** Opening Study material block **

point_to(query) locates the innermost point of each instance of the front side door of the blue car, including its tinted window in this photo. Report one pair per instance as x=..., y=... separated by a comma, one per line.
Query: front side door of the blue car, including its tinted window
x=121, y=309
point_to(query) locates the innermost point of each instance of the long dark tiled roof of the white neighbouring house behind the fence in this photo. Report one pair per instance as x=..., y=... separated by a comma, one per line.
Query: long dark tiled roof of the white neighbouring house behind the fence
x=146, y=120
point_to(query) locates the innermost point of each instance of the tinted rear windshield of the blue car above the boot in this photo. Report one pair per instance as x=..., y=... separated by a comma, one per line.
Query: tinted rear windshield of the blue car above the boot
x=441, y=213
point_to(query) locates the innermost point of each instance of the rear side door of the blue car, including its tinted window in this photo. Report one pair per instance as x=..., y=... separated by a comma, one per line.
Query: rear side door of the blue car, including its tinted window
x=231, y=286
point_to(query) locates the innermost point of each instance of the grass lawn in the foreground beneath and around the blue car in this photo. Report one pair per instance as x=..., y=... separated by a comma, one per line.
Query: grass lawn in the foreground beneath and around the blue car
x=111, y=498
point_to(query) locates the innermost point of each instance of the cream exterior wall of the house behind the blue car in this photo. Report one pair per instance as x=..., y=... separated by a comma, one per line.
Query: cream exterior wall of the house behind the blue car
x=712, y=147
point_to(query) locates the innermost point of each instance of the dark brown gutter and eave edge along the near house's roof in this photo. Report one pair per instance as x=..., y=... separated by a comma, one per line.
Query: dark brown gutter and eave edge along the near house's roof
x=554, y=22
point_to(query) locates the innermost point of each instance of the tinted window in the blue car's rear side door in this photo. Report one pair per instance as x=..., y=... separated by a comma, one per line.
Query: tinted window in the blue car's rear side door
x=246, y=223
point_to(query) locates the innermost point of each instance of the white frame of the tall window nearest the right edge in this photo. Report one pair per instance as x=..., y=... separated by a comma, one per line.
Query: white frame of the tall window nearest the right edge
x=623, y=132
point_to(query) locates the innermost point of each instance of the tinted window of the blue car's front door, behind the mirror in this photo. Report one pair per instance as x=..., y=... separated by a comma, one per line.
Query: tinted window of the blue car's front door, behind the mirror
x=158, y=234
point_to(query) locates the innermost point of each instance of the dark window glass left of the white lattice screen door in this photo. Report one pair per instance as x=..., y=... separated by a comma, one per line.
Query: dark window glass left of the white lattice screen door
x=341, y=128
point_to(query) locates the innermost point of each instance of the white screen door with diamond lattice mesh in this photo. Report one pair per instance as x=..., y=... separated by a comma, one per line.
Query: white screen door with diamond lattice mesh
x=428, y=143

** Closing Study material block **

= Work task =
The answer should consist of every record above, copied exactly.

= Solution =
point_to(query) locates the innermost point of each instance of the front side door of the blue car, including its tinted window in this photo. Report one pair per instance as x=..., y=... separated by a comma, one per line.
Query: front side door of the blue car, including its tinted window
x=121, y=309
point_to(query) locates the innermost point of each instance of the long dark tiled roof of the white neighbouring house behind the fence in this photo. Report one pair per instance as x=..., y=... separated by a comma, one per line.
Query: long dark tiled roof of the white neighbouring house behind the fence
x=146, y=120
point_to(query) locates the innermost point of each instance of the tinted rear windshield of the blue car above the boot in this photo. Report one pair per instance as x=..., y=... separated by a comma, one per line.
Query: tinted rear windshield of the blue car above the boot
x=441, y=213
point_to(query) locates the innermost point of each instance of the rear side door of the blue car, including its tinted window in this photo. Report one pair per instance as x=..., y=... separated by a comma, one per line.
Query: rear side door of the blue car, including its tinted window
x=231, y=286
point_to(query) locates the innermost point of each instance of the grass lawn in the foreground beneath and around the blue car in this photo. Report one pair per instance as x=..., y=... separated by a comma, one per line.
Query: grass lawn in the foreground beneath and around the blue car
x=111, y=498
point_to(query) locates the innermost point of each instance of the cream exterior wall of the house behind the blue car in this photo. Report one pair per instance as x=..., y=... separated by a comma, one per line.
Query: cream exterior wall of the house behind the blue car
x=712, y=147
point_to(query) locates the innermost point of each instance of the dark brown gutter and eave edge along the near house's roof in this photo. Report one pair per instance as x=..., y=... separated by a comma, one per line.
Query: dark brown gutter and eave edge along the near house's roof
x=554, y=22
point_to(query) locates the innermost point of each instance of the tinted window in the blue car's rear side door in this photo. Report one pair per instance as x=..., y=... separated by a comma, one per line.
Query: tinted window in the blue car's rear side door
x=246, y=223
point_to(query) locates the innermost point of each instance of the white frame of the tall window nearest the right edge in this photo. Report one pair per instance as x=..., y=... separated by a comma, one per line.
Query: white frame of the tall window nearest the right edge
x=623, y=132
point_to(query) locates the innermost point of each instance of the tinted window of the blue car's front door, behind the mirror in this photo. Report one pair per instance as x=..., y=... separated by a comma, one per line.
Query: tinted window of the blue car's front door, behind the mirror
x=158, y=234
point_to(query) locates the innermost point of each instance of the dark window glass left of the white lattice screen door in this photo. Report one pair per instance as x=..., y=... separated by a comma, one per line.
Query: dark window glass left of the white lattice screen door
x=341, y=128
point_to(query) locates the innermost point of each instance of the white screen door with diamond lattice mesh in this photo. Report one pair per instance as x=..., y=... separated by a comma, one per line.
Query: white screen door with diamond lattice mesh
x=428, y=143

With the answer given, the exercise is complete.